>> START

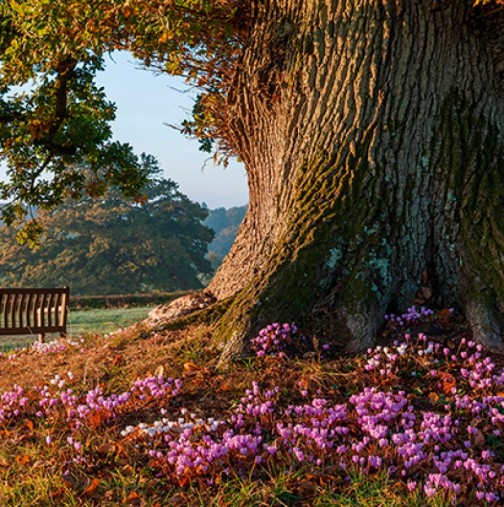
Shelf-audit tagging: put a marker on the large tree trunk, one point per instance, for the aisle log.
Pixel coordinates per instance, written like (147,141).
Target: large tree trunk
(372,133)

>> END
>> START

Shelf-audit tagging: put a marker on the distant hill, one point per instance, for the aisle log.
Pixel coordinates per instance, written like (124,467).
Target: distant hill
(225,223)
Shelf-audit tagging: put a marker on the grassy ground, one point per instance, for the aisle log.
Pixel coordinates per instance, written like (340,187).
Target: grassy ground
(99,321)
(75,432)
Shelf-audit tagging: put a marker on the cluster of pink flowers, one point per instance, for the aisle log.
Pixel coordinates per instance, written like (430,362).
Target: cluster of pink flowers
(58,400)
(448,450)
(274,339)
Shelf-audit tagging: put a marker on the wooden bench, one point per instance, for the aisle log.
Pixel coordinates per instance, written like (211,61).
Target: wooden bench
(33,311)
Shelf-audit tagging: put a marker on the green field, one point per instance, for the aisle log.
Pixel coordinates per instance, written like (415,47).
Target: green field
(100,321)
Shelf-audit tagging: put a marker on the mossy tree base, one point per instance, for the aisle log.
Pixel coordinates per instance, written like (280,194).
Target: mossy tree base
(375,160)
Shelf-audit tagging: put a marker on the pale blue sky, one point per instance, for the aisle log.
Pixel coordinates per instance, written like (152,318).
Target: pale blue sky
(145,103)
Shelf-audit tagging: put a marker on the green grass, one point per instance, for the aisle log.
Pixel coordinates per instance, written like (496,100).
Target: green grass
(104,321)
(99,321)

>> END

PROBLEM STATEMENT: How many of the lines above contain the word "bench"? Reply with the number alone.

THE OUTPUT: 2